* **Exercise requirements**: Which lines of the material below contain the string "grassy"? Pull out each one, treating uppercase and lowercase as different.

Items drawn from a data source
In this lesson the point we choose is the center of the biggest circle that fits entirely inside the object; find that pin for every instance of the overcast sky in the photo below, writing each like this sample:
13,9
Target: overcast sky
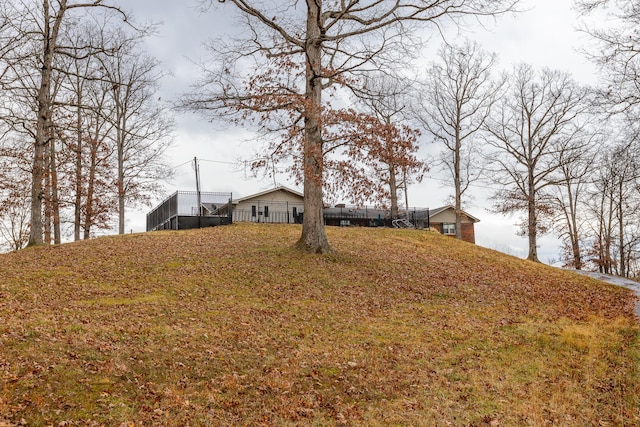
544,35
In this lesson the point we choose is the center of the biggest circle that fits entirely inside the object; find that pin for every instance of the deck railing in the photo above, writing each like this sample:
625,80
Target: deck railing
189,203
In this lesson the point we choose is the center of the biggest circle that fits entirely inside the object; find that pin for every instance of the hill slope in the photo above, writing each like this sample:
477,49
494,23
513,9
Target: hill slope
230,326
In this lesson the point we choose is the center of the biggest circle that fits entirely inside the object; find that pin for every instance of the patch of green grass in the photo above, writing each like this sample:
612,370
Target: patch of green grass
232,326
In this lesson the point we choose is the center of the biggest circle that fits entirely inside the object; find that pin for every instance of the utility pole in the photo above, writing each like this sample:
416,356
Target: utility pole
197,169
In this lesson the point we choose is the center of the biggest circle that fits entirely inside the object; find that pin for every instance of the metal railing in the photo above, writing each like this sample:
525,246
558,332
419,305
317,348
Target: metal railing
185,203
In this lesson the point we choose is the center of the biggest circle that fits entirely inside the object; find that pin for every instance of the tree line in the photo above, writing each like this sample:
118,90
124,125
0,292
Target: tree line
83,130
327,85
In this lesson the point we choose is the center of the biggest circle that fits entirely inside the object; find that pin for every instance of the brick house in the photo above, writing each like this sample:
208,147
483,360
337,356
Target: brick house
443,219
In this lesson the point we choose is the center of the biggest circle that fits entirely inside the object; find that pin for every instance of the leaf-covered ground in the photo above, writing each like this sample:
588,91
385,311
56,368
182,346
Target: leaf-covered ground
231,326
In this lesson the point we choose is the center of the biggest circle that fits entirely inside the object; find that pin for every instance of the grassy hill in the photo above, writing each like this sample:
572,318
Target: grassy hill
230,326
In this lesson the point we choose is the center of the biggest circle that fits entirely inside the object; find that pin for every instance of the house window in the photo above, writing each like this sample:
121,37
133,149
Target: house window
449,229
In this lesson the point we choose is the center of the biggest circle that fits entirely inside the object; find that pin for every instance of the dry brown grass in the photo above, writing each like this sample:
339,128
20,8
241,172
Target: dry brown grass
231,326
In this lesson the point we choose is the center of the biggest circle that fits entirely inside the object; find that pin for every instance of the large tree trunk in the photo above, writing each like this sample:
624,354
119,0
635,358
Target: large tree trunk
457,181
393,193
532,225
314,237
55,200
77,213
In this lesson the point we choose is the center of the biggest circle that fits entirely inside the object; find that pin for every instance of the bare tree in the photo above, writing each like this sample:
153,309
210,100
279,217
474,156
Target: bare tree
36,33
458,94
142,127
529,132
569,195
300,49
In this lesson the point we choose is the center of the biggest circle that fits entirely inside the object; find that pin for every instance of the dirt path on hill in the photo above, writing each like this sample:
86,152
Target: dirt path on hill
618,281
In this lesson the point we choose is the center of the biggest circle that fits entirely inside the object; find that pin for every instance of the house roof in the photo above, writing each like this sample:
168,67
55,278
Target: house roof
436,211
264,193
355,212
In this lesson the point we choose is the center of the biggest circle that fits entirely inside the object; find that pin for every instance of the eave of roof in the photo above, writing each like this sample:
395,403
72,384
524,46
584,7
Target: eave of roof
436,211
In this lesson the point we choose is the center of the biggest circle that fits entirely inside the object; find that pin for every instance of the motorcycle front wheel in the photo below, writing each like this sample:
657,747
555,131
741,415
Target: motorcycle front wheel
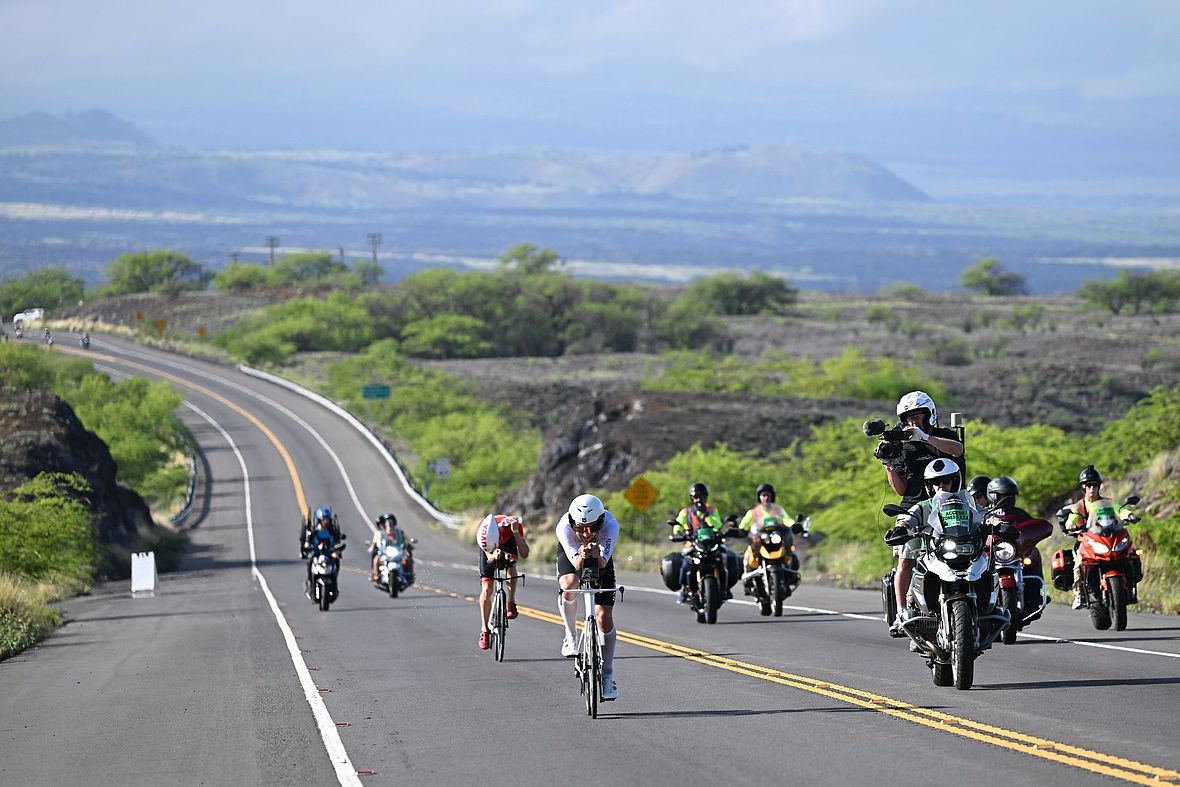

* **Answer to the task**:
In this lesson the point we choose is the center of the biggest circle that fits entirely inside the object; find that pin for every instance of the grassy hill in the photo above, writing each like this sample:
Target: grassy hill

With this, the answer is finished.